**WHAT TO DO:** Could you repeat, word for word, the part of the New York snakes article below that opens with the words containing "While all three" and closes with "they look like."?

Discover The Three Largest (And Most Dangerous) Snakes In New York This Summer!

New York State is the home of around seventeen species of snakes, all of which play a huge part in maintaining the ecosystem of their areas. Snakes are population control for small rodents and other invasive pests and provide food to larger predators as well. However, many snake species are dangerous to humans, and stumbling upon one of these venomous species can cause severe injuries or even be fatal. In New York, there are only three common venomous snake species, the eastern copperhead, the eastern Massasauga rattlesnake, and the timber rattlesnake. But which one is the biggest, most dangerous snake in the state?

There are only three venomous snakes common in New York State, the Timber rattlesnake, the Eastern Copperhead, and the Eastern Massasauga rattlesnake shown above.

©Ryan M. Bolton/Shutterstock.com

The Three Largest (And Most Dangerous) Snakes In New York City

While all three of the largest, most dangerous snakes in New York are potentially deadly, all of them are considered an uncommon sight. As a species, snakes tend to avoid us and prefer habitats away from where they feel threatened. Most snake bites occur due to accidental contact and being aware of the habitats where venomous snakes are found can prevent a bite. It is also crucial to know which venomous species can be found in your area, as well as what they look like.

[Annotated photo localization data]

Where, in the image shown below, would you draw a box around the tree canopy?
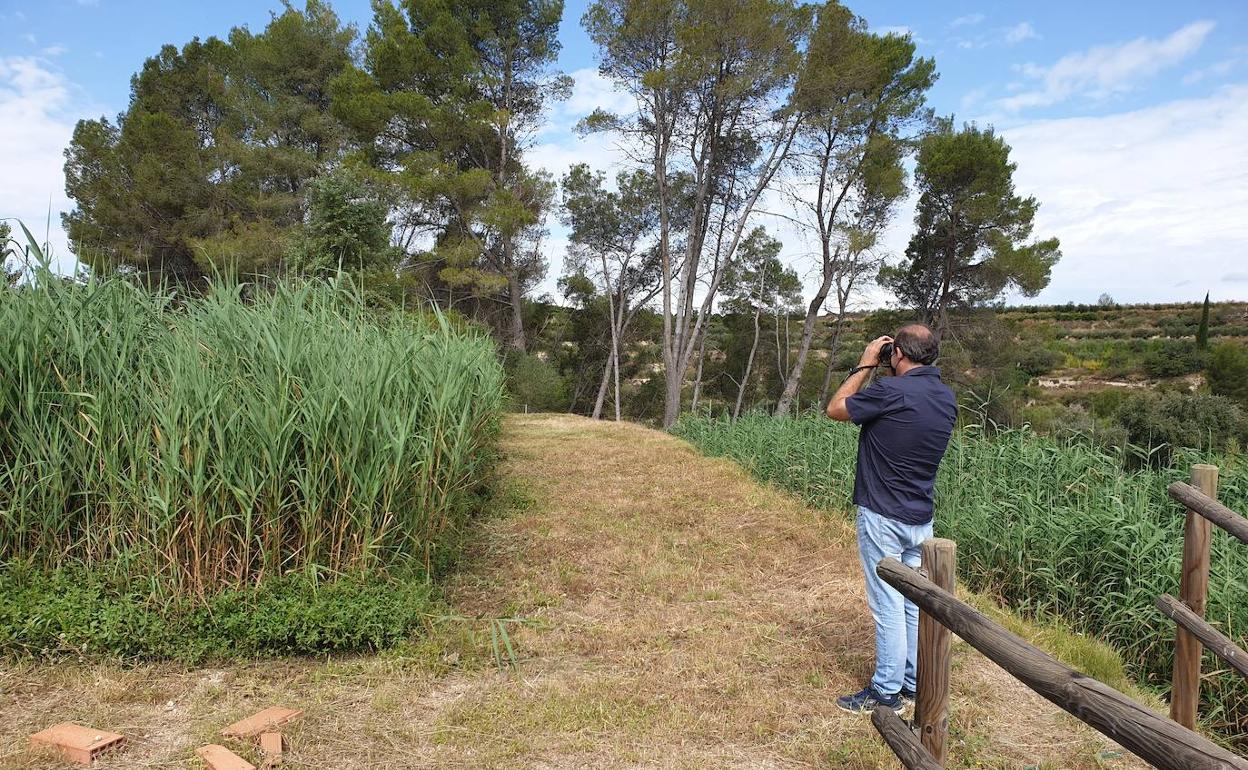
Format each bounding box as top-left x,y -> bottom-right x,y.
881,121 -> 1061,333
64,0 -> 354,281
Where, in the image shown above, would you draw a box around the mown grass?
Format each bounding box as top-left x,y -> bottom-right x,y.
675,416 -> 1248,741
0,275 -> 503,598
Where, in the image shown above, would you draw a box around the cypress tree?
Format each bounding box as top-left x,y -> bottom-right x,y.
1196,292 -> 1209,351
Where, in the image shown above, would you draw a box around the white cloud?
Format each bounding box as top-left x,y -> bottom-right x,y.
998,21 -> 1214,112
1183,50 -> 1244,86
0,56 -> 74,270
948,14 -> 987,27
560,67 -> 634,120
1005,21 -> 1040,45
1002,86 -> 1248,302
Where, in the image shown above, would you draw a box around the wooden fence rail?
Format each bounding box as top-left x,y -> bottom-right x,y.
1171,465 -> 1218,730
1166,476 -> 1248,543
1157,594 -> 1248,678
876,558 -> 1248,770
871,706 -> 943,770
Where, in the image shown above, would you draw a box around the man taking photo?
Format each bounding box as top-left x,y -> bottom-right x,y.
827,323 -> 957,714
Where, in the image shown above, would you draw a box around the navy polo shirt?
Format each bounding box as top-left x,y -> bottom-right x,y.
845,366 -> 957,524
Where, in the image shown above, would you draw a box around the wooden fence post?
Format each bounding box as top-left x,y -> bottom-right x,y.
1171,465 -> 1218,730
915,538 -> 957,768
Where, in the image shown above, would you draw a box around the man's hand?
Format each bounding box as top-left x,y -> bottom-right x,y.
827,334 -> 892,422
859,334 -> 892,366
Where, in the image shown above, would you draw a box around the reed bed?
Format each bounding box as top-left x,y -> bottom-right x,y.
0,277 -> 503,595
674,416 -> 1248,745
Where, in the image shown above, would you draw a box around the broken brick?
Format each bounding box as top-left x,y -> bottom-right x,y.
195,744 -> 256,770
260,733 -> 285,768
30,721 -> 126,765
221,706 -> 303,738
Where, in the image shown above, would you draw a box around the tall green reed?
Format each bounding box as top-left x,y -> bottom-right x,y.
0,275 -> 503,594
674,414 -> 1248,740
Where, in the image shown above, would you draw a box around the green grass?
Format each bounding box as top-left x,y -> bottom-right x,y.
0,275 -> 503,599
675,416 -> 1248,740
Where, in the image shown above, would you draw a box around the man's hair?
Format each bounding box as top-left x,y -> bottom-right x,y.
892,323 -> 940,366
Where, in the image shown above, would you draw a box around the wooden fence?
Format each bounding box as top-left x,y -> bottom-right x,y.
871,465 -> 1248,770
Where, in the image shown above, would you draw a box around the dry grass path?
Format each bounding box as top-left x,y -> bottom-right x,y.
0,416 -> 1133,770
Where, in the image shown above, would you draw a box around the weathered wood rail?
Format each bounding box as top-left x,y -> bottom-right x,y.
871,465 -> 1248,770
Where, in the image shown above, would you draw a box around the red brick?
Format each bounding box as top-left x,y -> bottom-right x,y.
30,721 -> 126,765
195,744 -> 256,770
260,733 -> 286,768
221,706 -> 303,738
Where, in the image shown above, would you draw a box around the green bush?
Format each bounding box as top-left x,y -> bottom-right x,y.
0,567 -> 433,663
1018,347 -> 1066,377
504,351 -> 568,412
1113,391 -> 1248,459
1206,342 -> 1248,407
1144,339 -> 1204,377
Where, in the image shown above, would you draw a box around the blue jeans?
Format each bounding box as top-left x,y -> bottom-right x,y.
857,505 -> 932,695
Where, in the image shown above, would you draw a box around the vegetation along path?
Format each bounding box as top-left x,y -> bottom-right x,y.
0,416 -> 1137,769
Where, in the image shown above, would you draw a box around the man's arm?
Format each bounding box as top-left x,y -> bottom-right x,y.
827,337 -> 892,422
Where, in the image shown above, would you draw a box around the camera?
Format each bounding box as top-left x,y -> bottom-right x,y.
880,342 -> 892,366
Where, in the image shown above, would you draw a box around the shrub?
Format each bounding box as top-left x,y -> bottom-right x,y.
1018,347 -> 1066,377
1113,391 -> 1248,451
504,351 -> 568,412
1144,339 -> 1204,377
1206,342 -> 1248,407
0,276 -> 503,597
0,565 -> 433,663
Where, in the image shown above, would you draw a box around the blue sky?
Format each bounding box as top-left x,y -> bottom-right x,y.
0,0 -> 1248,303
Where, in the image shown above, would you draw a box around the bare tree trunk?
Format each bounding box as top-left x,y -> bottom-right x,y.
507,271 -> 524,352
689,327 -> 706,412
612,336 -> 620,422
775,267 -> 832,417
593,348 -> 619,419
733,307 -> 763,422
819,313 -> 845,404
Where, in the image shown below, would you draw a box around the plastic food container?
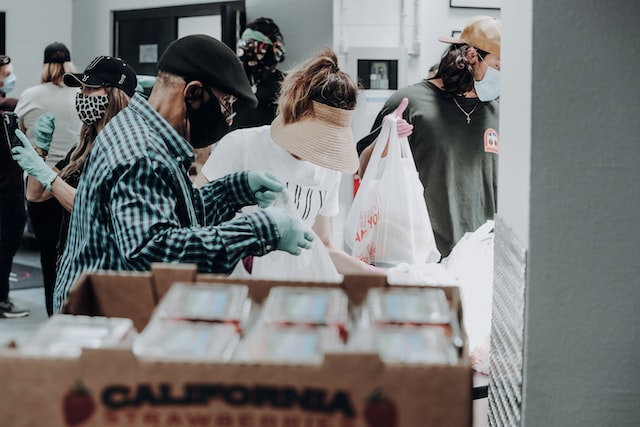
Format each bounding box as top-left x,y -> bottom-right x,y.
261,286 -> 349,341
363,287 -> 451,325
21,314 -> 137,357
133,319 -> 240,361
152,283 -> 251,330
348,325 -> 458,365
234,325 -> 344,364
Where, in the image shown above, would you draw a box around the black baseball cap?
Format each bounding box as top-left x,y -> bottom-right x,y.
63,56 -> 138,96
44,42 -> 71,64
158,34 -> 258,108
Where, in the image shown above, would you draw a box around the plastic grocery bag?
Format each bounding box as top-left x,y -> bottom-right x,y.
441,220 -> 495,374
344,117 -> 440,267
230,192 -> 343,283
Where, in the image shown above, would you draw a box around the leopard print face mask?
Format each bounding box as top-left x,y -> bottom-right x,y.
76,92 -> 109,126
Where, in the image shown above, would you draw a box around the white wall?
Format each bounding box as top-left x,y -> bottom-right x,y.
0,0 -> 77,98
333,0 -> 500,84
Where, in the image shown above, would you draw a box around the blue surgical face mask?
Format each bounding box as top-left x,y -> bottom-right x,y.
473,55 -> 500,101
0,73 -> 16,93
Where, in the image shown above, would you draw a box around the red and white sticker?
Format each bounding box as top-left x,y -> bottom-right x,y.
484,128 -> 500,154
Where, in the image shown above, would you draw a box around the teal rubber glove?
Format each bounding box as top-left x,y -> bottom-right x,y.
247,171 -> 286,208
33,113 -> 56,153
11,129 -> 58,191
263,207 -> 314,255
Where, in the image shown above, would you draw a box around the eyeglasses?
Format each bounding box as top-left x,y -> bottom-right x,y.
218,95 -> 238,126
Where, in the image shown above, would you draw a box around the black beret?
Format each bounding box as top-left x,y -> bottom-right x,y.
158,34 -> 258,108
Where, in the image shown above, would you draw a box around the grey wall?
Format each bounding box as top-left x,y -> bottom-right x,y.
499,0 -> 640,426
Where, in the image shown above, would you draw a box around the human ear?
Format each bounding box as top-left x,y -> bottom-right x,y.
184,80 -> 204,108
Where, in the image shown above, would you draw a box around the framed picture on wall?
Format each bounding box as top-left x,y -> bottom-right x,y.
449,0 -> 502,9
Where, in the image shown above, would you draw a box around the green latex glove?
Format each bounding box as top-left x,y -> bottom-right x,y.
11,129 -> 58,191
33,113 -> 56,153
264,207 -> 313,255
248,171 -> 286,208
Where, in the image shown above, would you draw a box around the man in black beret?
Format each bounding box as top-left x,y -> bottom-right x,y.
54,35 -> 313,311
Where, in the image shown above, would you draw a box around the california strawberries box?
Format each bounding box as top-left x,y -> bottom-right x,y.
0,265 -> 472,427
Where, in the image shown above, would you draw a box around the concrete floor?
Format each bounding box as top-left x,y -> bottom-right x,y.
0,248 -> 48,345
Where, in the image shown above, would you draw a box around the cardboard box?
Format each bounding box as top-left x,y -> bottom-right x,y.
0,264 -> 472,427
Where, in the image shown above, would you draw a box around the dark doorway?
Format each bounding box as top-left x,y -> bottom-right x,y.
113,0 -> 246,76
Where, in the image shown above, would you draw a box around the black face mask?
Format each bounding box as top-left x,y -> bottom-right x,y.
184,87 -> 230,148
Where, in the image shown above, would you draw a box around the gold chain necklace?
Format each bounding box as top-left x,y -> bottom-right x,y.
451,96 -> 480,124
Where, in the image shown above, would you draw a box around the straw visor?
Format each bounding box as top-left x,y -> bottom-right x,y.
271,101 -> 359,174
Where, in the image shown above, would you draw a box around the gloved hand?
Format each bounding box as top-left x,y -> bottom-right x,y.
264,207 -> 314,255
11,129 -> 58,191
248,171 -> 286,208
33,113 -> 56,153
383,98 -> 413,138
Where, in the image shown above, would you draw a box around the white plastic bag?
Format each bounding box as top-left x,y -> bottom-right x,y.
229,193 -> 343,283
344,118 -> 440,267
441,220 -> 495,374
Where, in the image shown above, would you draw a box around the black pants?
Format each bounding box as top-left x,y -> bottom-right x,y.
27,198 -> 62,316
0,188 -> 27,301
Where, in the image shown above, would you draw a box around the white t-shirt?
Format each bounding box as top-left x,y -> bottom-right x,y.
202,125 -> 341,227
15,83 -> 82,166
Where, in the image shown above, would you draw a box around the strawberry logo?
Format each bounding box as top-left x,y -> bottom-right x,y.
62,381 -> 96,427
364,389 -> 398,427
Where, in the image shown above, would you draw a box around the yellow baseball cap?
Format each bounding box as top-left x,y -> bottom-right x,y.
438,15 -> 502,56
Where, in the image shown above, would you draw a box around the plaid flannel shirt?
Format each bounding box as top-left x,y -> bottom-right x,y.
54,94 -> 279,312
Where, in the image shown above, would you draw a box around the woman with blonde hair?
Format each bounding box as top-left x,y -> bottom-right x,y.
12,56 -> 137,315
195,48 -> 410,274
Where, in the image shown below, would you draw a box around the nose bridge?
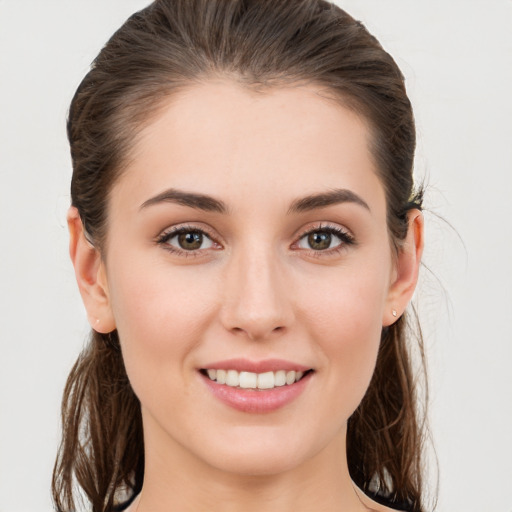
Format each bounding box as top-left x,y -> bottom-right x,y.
223,239 -> 292,339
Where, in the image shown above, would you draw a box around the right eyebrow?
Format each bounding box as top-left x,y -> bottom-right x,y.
140,188 -> 228,213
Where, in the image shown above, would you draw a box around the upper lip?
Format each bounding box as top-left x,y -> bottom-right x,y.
203,358 -> 311,373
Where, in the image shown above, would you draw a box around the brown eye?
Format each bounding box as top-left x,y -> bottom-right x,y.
160,229 -> 213,251
308,231 -> 332,251
296,226 -> 355,254
178,231 -> 204,251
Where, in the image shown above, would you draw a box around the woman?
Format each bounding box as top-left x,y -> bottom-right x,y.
53,0 -> 425,512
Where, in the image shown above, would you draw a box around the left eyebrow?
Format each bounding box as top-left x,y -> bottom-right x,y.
288,188 -> 371,214
140,188 -> 228,213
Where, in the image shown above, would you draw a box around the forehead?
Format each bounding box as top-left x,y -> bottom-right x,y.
111,81 -> 384,218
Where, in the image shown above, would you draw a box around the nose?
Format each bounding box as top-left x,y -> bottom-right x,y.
221,247 -> 293,340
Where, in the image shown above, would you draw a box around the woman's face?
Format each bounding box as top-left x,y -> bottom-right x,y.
99,81 -> 396,474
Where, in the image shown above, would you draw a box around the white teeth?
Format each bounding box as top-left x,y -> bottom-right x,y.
216,370 -> 226,384
226,370 -> 240,388
239,370 -> 258,389
258,372 -> 275,389
274,370 -> 286,386
206,369 -> 304,389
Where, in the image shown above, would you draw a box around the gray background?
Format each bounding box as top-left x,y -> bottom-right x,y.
0,0 -> 512,512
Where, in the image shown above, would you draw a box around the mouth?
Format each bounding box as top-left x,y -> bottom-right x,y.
199,359 -> 315,414
200,368 -> 313,391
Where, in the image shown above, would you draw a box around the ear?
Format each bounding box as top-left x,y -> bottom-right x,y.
382,210 -> 424,327
67,206 -> 116,333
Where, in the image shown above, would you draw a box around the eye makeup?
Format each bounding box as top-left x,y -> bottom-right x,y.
155,223 -> 356,257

**ANSWER TO THIS PROBLEM:**
While all three of the largest, most dangerous snakes in New York are potentially deadly, all of them are considered an uncommon sight. As a species, snakes tend to avoid us and prefer habitats away from where they feel threatened. Most snake bites occur due to accidental contact and being aware of the habitats where venomous snakes are found can prevent a bite. It is also crucial to know which venomous species can be found in your area, as well as what they look like.